### Given request
Copy every one of the rows below verbatim, leaving out any pictures.
[begin Records to use]
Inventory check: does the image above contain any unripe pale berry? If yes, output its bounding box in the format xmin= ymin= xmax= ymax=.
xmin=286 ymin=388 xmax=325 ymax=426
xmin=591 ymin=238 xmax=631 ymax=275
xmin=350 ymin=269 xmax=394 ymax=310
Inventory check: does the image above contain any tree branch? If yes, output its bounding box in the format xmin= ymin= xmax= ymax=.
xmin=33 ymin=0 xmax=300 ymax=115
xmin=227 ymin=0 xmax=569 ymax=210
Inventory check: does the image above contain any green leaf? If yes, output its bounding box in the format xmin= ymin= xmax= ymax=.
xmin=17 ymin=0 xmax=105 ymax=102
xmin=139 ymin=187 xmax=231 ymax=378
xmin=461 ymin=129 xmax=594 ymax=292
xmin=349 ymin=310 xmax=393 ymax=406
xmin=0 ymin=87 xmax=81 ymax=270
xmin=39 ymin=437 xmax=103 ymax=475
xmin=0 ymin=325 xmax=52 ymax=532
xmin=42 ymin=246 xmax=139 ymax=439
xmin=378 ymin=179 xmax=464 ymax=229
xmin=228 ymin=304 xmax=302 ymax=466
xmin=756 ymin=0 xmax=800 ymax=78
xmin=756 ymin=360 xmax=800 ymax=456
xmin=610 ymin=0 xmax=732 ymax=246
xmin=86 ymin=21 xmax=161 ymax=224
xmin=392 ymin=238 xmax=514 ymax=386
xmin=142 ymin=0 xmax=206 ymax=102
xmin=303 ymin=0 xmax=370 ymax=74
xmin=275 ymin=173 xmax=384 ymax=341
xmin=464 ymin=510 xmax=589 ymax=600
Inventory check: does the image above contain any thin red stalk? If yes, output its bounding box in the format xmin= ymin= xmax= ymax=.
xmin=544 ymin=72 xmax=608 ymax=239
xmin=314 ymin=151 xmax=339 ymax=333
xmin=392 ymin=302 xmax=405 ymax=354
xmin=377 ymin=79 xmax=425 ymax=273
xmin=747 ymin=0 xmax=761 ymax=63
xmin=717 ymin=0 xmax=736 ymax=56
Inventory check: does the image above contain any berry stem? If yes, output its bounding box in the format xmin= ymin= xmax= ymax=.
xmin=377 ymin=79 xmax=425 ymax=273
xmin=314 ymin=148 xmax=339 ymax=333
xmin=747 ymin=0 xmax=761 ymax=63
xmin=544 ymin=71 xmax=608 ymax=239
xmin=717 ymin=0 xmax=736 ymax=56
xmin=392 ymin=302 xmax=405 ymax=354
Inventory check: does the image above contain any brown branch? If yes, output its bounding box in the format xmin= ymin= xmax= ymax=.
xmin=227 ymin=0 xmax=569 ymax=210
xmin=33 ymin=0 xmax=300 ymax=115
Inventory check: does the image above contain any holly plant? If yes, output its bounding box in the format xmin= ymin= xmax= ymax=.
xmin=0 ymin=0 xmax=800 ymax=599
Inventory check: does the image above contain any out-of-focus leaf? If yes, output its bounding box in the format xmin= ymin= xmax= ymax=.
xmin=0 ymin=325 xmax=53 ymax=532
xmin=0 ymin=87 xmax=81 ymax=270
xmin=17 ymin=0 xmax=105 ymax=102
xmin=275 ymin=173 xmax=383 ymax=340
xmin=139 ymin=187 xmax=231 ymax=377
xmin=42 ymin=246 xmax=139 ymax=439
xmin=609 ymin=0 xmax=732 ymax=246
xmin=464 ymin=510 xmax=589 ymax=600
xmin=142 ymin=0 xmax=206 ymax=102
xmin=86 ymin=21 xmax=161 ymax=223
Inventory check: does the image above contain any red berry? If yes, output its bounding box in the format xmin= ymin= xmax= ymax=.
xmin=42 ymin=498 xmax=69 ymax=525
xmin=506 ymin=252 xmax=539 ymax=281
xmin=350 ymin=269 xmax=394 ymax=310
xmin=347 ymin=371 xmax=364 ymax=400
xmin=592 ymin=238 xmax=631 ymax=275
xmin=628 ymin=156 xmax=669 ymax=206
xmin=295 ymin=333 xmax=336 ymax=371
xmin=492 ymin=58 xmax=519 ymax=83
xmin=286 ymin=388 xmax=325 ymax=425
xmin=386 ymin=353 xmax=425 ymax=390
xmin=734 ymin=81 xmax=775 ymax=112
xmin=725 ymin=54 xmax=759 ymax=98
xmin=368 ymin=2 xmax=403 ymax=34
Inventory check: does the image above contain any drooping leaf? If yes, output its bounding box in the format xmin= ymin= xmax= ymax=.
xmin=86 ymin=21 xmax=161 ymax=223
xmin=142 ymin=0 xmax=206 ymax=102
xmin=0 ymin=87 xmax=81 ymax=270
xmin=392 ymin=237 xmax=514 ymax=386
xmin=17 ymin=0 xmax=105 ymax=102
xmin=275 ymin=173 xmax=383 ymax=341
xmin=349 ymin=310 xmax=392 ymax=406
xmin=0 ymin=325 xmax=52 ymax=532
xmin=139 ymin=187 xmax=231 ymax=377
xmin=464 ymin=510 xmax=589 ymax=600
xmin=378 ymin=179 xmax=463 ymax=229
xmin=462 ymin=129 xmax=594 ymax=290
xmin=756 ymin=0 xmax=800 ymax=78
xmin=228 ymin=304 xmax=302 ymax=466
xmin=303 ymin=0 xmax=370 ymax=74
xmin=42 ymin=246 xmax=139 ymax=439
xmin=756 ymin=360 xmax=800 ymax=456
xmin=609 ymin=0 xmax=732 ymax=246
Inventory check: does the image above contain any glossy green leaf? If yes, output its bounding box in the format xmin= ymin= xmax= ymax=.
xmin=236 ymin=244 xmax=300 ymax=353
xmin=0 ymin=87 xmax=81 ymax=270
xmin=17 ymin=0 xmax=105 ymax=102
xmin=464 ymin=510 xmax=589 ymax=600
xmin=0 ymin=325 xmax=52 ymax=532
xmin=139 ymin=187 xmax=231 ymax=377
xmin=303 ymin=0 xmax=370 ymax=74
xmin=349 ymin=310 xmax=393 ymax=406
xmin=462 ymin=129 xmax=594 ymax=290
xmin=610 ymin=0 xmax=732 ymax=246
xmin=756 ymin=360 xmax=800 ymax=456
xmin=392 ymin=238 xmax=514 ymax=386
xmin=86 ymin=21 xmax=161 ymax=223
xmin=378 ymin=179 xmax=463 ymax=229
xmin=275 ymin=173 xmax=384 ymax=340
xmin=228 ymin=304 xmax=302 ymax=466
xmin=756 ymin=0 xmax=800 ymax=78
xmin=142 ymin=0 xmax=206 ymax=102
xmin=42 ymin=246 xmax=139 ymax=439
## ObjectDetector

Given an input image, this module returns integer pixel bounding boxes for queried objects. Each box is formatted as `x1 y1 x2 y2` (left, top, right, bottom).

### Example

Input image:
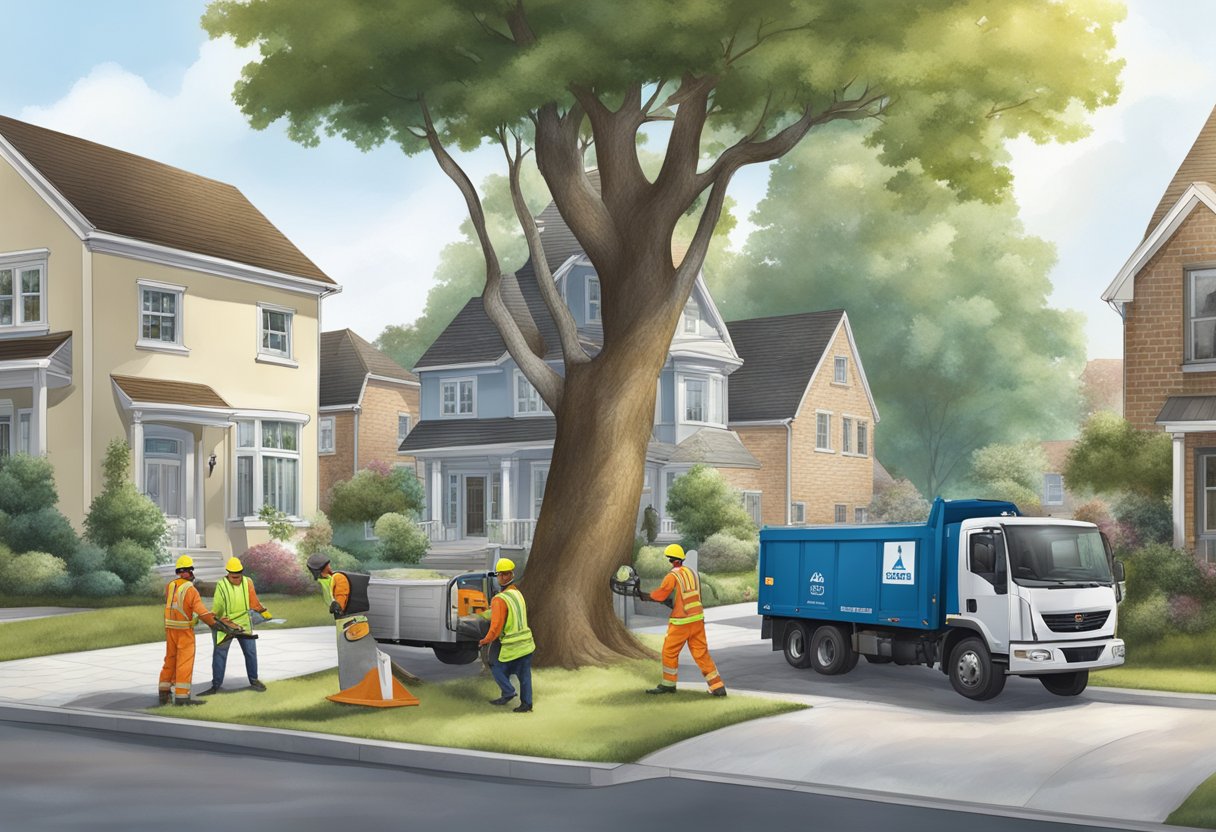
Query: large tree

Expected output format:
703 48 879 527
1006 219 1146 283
[end Records to use]
### Answer for this exercise
Inventory check: does the image above contain any unripe pale berry? If yes, output its bounding box in the format xmin= ymin= xmax= ymax=.
xmin=286 ymin=388 xmax=325 ymax=426
xmin=591 ymin=238 xmax=631 ymax=275
xmin=350 ymin=269 xmax=394 ymax=310
Inventory check: does the image above contain any tree branch? If yes, output its bounding box in the format xmin= ymin= xmax= ymax=.
xmin=33 ymin=0 xmax=300 ymax=115
xmin=227 ymin=0 xmax=569 ymax=210
Inventory check: does the image above contain any green leaf? If yes, output its bounding box in the format xmin= ymin= xmax= ymax=.
xmin=17 ymin=0 xmax=105 ymax=102
xmin=139 ymin=187 xmax=231 ymax=378
xmin=461 ymin=129 xmax=594 ymax=292
xmin=349 ymin=310 xmax=393 ymax=406
xmin=0 ymin=87 xmax=81 ymax=270
xmin=39 ymin=437 xmax=103 ymax=475
xmin=0 ymin=325 xmax=52 ymax=532
xmin=42 ymin=246 xmax=139 ymax=439
xmin=378 ymin=179 xmax=464 ymax=229
xmin=228 ymin=304 xmax=302 ymax=466
xmin=756 ymin=0 xmax=800 ymax=78
xmin=756 ymin=360 xmax=800 ymax=456
xmin=610 ymin=0 xmax=732 ymax=246
xmin=86 ymin=21 xmax=161 ymax=224
xmin=392 ymin=238 xmax=514 ymax=386
xmin=142 ymin=0 xmax=206 ymax=102
xmin=303 ymin=0 xmax=370 ymax=74
xmin=275 ymin=173 xmax=384 ymax=341
xmin=464 ymin=510 xmax=589 ymax=600
Inventory check: does the image above contain any thin red stalk? If yes, output its bounding box in the format xmin= ymin= xmax= ymax=.
xmin=544 ymin=72 xmax=608 ymax=239
xmin=314 ymin=151 xmax=339 ymax=333
xmin=392 ymin=302 xmax=405 ymax=354
xmin=377 ymin=79 xmax=425 ymax=273
xmin=747 ymin=0 xmax=761 ymax=63
xmin=717 ymin=0 xmax=736 ymax=56
Inventory check: does the image above contain any berry stem? If yes, output its bounding box in the format xmin= ymin= xmax= ymax=.
xmin=377 ymin=79 xmax=425 ymax=273
xmin=314 ymin=148 xmax=339 ymax=333
xmin=747 ymin=0 xmax=761 ymax=63
xmin=544 ymin=71 xmax=608 ymax=239
xmin=717 ymin=0 xmax=736 ymax=56
xmin=392 ymin=302 xmax=405 ymax=354
Inventory check: does the image above contain any brown branch? If yes, output its bounding box in the format xmin= ymin= xmax= ymax=.
xmin=227 ymin=0 xmax=569 ymax=210
xmin=33 ymin=0 xmax=300 ymax=115
Inventory check: does the image above contain any holly plant? If yes, output its bounding box in the format xmin= ymin= xmax= ymax=.
xmin=0 ymin=0 xmax=800 ymax=599
Inventory check: does the image above contain any out-of-focus leaf? If yes, output its bounding box in the format xmin= ymin= xmax= ymax=.
xmin=0 ymin=325 xmax=53 ymax=532
xmin=0 ymin=87 xmax=81 ymax=270
xmin=17 ymin=0 xmax=105 ymax=102
xmin=275 ymin=173 xmax=383 ymax=340
xmin=139 ymin=187 xmax=231 ymax=377
xmin=42 ymin=246 xmax=139 ymax=439
xmin=609 ymin=0 xmax=732 ymax=246
xmin=464 ymin=510 xmax=589 ymax=600
xmin=142 ymin=0 xmax=206 ymax=102
xmin=86 ymin=21 xmax=161 ymax=223
Inventory check: does the image above contain any red berry? If yes, output its bounding box in the format xmin= ymin= xmax= ymax=.
xmin=42 ymin=498 xmax=69 ymax=525
xmin=506 ymin=252 xmax=539 ymax=281
xmin=350 ymin=269 xmax=394 ymax=310
xmin=347 ymin=371 xmax=364 ymax=400
xmin=592 ymin=238 xmax=631 ymax=275
xmin=628 ymin=156 xmax=669 ymax=206
xmin=295 ymin=333 xmax=336 ymax=371
xmin=492 ymin=58 xmax=519 ymax=83
xmin=286 ymin=388 xmax=325 ymax=425
xmin=386 ymin=353 xmax=425 ymax=390
xmin=734 ymin=81 xmax=775 ymax=112
xmin=725 ymin=54 xmax=759 ymax=98
xmin=368 ymin=2 xmax=403 ymax=34
Inventory check: does the image above contain any drooping leaf? If yes, output its bounding box in the format xmin= ymin= xmax= ymax=.
xmin=86 ymin=21 xmax=161 ymax=223
xmin=142 ymin=0 xmax=206 ymax=102
xmin=0 ymin=87 xmax=81 ymax=270
xmin=392 ymin=237 xmax=514 ymax=386
xmin=17 ymin=0 xmax=105 ymax=102
xmin=275 ymin=173 xmax=383 ymax=341
xmin=349 ymin=310 xmax=392 ymax=406
xmin=0 ymin=325 xmax=52 ymax=532
xmin=139 ymin=187 xmax=231 ymax=377
xmin=464 ymin=510 xmax=589 ymax=600
xmin=378 ymin=179 xmax=463 ymax=229
xmin=462 ymin=129 xmax=594 ymax=290
xmin=756 ymin=0 xmax=800 ymax=78
xmin=228 ymin=304 xmax=302 ymax=466
xmin=303 ymin=0 xmax=370 ymax=74
xmin=42 ymin=246 xmax=139 ymax=439
xmin=756 ymin=360 xmax=800 ymax=456
xmin=609 ymin=0 xmax=732 ymax=246
Inventory check: does the image above contain any glossy green leaf? If yes, output its bounding box in the format xmin= ymin= xmax= ymax=.
xmin=236 ymin=244 xmax=300 ymax=353
xmin=0 ymin=87 xmax=81 ymax=270
xmin=17 ymin=0 xmax=105 ymax=102
xmin=464 ymin=510 xmax=589 ymax=600
xmin=0 ymin=325 xmax=52 ymax=532
xmin=139 ymin=187 xmax=231 ymax=377
xmin=303 ymin=0 xmax=370 ymax=74
xmin=349 ymin=310 xmax=393 ymax=406
xmin=462 ymin=129 xmax=594 ymax=290
xmin=610 ymin=0 xmax=732 ymax=246
xmin=756 ymin=360 xmax=800 ymax=456
xmin=392 ymin=238 xmax=514 ymax=386
xmin=86 ymin=21 xmax=161 ymax=223
xmin=378 ymin=179 xmax=463 ymax=229
xmin=275 ymin=173 xmax=384 ymax=340
xmin=228 ymin=304 xmax=302 ymax=466
xmin=756 ymin=0 xmax=800 ymax=78
xmin=142 ymin=0 xmax=206 ymax=102
xmin=42 ymin=246 xmax=139 ymax=439
## ObjectDetector

Given an input image, this module returns integer pixel bounding boxes for queried objects. Each box is formatted as `x1 y1 x2 y2` (left, top, right, bottom).

### Example

Input image:
Query: large tree

Expected output format:
703 48 879 527
1006 219 1146 283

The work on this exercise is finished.